PROBLEM 1: Keep only the lines of the records that contain the string "cloudy", copying each one.

Whisk the egg white with 1 teaspoon of cold water until well frothy.  Add the nuts, sugar salt and spices and stir well.

Spoon the mixture  evenly onto a couple of well greased baking sheets and cook at 110 degrees C (220 degrees F) Gas mark 1/4 for an hour.  Stir to distribute the nuts every 15 minutes or so.  Cool and store in an airtight container for up to three weeks.

Makes about 1lb in weight.  Not suitable for freezing.

Also suitable to make as a pressie.  if you were thinking of selling them at a fair to raise funds for a local charity, serve them in paper cones.

You will not be able to stop nibbling.

Catch you soon

Pattypan

x



Wednesday, 25 November 2015

Getting Ready for Christmas Part 17 - The Start of A sort of Shopping List - Food

There are better things to do with one's lunch hour but then again at times needs must and  I  admit that I am very sad; I spent my lunch in Marks & Spencers writing a bit of a shopping list for some of the bits that I need for the cooking at Christmas and working out the prices.  They have quite a few nice bits . I like to do a recce - there will be some things I will buy but where I can make things myself I will do.  I am sorry for grumbling it just makes me so mad at the prices charged  but even they have little bags of honeycomb less than half a tray for £5 a bag! Aargh! The main ingredient in the Cinder Toffee is 1lb of granulated sugar.  I do not know about you but I am paying 79p for a 1kg (2.2lbs) bag at present.

GIVEN RECORDS:
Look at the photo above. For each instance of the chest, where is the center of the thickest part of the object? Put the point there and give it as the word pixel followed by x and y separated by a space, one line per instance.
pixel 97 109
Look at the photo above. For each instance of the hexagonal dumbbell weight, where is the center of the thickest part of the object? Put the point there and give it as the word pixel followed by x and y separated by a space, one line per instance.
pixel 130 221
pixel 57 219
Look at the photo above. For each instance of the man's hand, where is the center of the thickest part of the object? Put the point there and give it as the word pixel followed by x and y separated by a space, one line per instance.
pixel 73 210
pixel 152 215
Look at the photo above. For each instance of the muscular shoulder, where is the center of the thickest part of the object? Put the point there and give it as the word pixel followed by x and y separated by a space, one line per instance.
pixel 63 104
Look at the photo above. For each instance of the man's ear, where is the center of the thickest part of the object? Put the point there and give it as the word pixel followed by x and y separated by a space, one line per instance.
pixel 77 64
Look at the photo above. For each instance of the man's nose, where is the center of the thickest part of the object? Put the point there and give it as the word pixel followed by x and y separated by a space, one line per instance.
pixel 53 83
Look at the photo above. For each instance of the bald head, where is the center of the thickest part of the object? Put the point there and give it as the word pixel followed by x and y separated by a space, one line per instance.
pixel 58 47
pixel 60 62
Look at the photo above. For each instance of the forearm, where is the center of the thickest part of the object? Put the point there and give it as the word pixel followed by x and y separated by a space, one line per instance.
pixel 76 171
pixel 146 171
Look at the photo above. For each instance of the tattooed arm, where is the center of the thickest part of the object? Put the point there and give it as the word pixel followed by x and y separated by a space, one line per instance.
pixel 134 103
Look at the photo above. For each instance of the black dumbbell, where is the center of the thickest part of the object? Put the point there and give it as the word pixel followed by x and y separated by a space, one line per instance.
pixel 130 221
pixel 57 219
--
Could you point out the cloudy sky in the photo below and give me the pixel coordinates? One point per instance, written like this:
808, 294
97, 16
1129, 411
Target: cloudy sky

PROBLEM 2:
Answer these questions about the cooking blog text:
(a) At what temperature in degrees C is the mixture cooked?
(b) For how long can it be stored in an airtight container?
(c) What price is being paid for a 1kg bag of sugar?

FINISHED ANSWER 1:
Could you point out the cloudy sky in the photo below and give me the pixel coordinates? One point per instance, written like this:
Target: cloudy sky

FINISHED ANSWER 2:
(a) 110 degrees C
(b) Up to three weeks
(c) 79p